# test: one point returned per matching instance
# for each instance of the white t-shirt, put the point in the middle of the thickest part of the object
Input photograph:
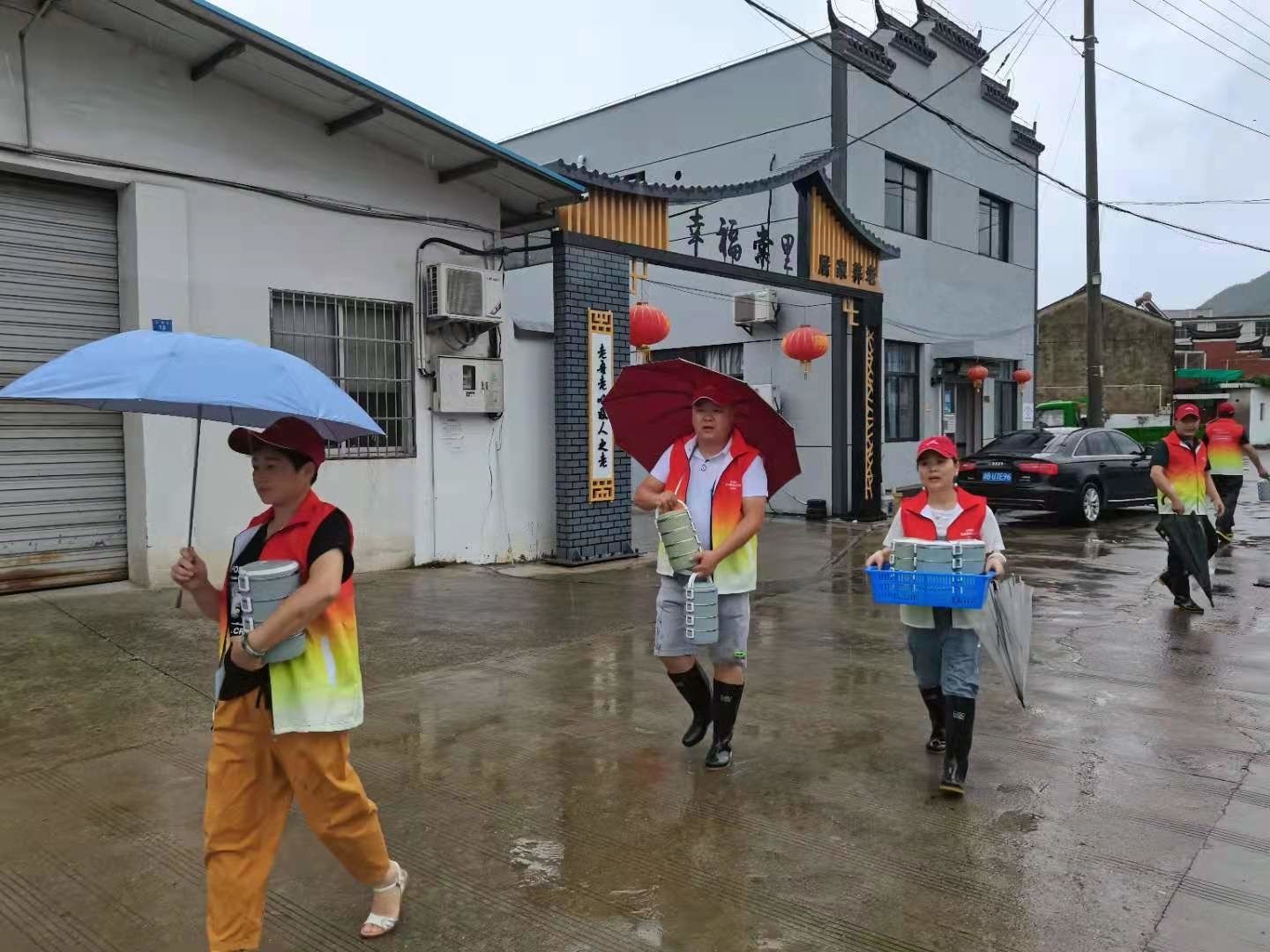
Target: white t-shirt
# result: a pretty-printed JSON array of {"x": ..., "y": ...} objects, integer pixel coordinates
[
  {"x": 704, "y": 476},
  {"x": 944, "y": 519},
  {"x": 920, "y": 616}
]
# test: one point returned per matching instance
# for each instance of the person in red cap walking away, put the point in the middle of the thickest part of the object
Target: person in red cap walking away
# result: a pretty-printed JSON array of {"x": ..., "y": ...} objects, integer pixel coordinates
[
  {"x": 280, "y": 732},
  {"x": 1229, "y": 443},
  {"x": 721, "y": 481},
  {"x": 1184, "y": 487},
  {"x": 943, "y": 641}
]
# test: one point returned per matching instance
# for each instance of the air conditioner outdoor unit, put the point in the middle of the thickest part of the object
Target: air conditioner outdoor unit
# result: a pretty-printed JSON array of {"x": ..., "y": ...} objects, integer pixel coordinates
[
  {"x": 462, "y": 294},
  {"x": 770, "y": 394},
  {"x": 753, "y": 308}
]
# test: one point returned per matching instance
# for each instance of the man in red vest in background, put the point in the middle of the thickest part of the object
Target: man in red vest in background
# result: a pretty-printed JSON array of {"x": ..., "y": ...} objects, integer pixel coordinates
[
  {"x": 1184, "y": 487},
  {"x": 1227, "y": 442}
]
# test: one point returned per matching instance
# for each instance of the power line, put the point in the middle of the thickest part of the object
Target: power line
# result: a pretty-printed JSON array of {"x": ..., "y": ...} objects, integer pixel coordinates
[
  {"x": 1035, "y": 31},
  {"x": 1147, "y": 86},
  {"x": 721, "y": 145},
  {"x": 1184, "y": 101},
  {"x": 1062, "y": 138},
  {"x": 832, "y": 152},
  {"x": 995, "y": 147},
  {"x": 1221, "y": 52},
  {"x": 1199, "y": 201},
  {"x": 1251, "y": 33},
  {"x": 1214, "y": 32},
  {"x": 1249, "y": 13}
]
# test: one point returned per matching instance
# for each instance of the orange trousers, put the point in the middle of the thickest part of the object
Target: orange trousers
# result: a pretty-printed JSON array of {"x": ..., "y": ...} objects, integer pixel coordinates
[{"x": 251, "y": 777}]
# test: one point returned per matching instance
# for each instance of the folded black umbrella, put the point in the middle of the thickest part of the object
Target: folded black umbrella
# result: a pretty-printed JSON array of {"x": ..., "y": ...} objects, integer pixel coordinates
[
  {"x": 1194, "y": 539},
  {"x": 1005, "y": 631}
]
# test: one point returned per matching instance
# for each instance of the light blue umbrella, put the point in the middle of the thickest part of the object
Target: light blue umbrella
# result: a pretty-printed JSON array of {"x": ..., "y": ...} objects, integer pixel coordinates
[{"x": 201, "y": 377}]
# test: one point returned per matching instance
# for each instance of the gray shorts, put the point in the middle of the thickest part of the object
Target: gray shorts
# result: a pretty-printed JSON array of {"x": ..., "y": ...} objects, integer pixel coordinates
[{"x": 672, "y": 640}]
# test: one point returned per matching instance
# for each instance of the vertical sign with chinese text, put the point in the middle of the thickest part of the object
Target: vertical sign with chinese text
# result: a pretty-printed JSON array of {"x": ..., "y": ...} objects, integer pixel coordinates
[{"x": 600, "y": 378}]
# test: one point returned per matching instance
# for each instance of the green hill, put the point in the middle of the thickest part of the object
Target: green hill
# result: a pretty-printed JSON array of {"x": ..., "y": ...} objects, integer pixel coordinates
[{"x": 1250, "y": 297}]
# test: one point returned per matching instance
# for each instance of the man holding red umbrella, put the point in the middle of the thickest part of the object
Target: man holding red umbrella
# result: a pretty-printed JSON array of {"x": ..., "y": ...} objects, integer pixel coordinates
[{"x": 684, "y": 424}]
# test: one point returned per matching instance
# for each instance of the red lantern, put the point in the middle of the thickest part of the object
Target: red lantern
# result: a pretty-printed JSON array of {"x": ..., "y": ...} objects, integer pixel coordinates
[
  {"x": 649, "y": 325},
  {"x": 805, "y": 344}
]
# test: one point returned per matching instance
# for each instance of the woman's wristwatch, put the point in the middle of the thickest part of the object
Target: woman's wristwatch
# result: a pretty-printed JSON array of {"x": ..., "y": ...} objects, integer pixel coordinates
[{"x": 251, "y": 651}]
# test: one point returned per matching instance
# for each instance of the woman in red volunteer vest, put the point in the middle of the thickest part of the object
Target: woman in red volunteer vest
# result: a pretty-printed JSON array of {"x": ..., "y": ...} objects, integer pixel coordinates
[
  {"x": 943, "y": 643},
  {"x": 721, "y": 481},
  {"x": 280, "y": 730}
]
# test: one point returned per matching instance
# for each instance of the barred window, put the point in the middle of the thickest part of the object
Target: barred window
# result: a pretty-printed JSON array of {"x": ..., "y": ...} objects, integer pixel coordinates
[{"x": 367, "y": 348}]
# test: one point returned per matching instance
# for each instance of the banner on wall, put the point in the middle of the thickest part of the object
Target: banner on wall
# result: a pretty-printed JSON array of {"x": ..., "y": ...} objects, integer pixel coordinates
[{"x": 602, "y": 487}]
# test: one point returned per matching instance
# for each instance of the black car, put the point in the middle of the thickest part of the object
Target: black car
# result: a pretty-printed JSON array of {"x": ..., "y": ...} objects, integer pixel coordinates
[{"x": 1074, "y": 472}]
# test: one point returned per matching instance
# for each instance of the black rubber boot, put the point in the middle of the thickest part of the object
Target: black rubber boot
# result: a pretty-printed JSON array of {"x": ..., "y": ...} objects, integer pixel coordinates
[
  {"x": 727, "y": 703},
  {"x": 695, "y": 687},
  {"x": 934, "y": 701},
  {"x": 960, "y": 733}
]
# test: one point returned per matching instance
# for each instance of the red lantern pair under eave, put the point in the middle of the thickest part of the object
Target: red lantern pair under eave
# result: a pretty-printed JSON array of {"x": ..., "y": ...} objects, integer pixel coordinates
[
  {"x": 649, "y": 325},
  {"x": 805, "y": 344}
]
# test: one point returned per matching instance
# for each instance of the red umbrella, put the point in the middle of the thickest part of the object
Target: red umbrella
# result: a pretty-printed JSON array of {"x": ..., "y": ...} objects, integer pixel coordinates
[{"x": 651, "y": 406}]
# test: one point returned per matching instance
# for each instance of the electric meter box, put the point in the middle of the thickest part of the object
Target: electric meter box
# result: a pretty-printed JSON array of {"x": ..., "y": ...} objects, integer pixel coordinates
[{"x": 469, "y": 385}]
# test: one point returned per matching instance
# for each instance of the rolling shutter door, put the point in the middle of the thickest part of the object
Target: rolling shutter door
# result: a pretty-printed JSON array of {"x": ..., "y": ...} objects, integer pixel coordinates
[{"x": 63, "y": 510}]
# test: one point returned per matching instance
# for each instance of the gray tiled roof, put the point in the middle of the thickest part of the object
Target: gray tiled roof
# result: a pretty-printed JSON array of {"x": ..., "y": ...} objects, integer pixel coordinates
[
  {"x": 865, "y": 52},
  {"x": 692, "y": 195},
  {"x": 957, "y": 37},
  {"x": 997, "y": 94},
  {"x": 906, "y": 40},
  {"x": 1025, "y": 138}
]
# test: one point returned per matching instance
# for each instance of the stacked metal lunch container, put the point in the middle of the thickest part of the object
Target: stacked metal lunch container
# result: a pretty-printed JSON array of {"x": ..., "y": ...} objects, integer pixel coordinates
[
  {"x": 967, "y": 556},
  {"x": 700, "y": 596}
]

^^^^^^^^

Stated task:
Show every line from the items above that contains the string "hill", copying each line in full.

Result for this exercise:
# for each instance of the green hill, put the point in the middle of the thickest part of the object
Target: green hill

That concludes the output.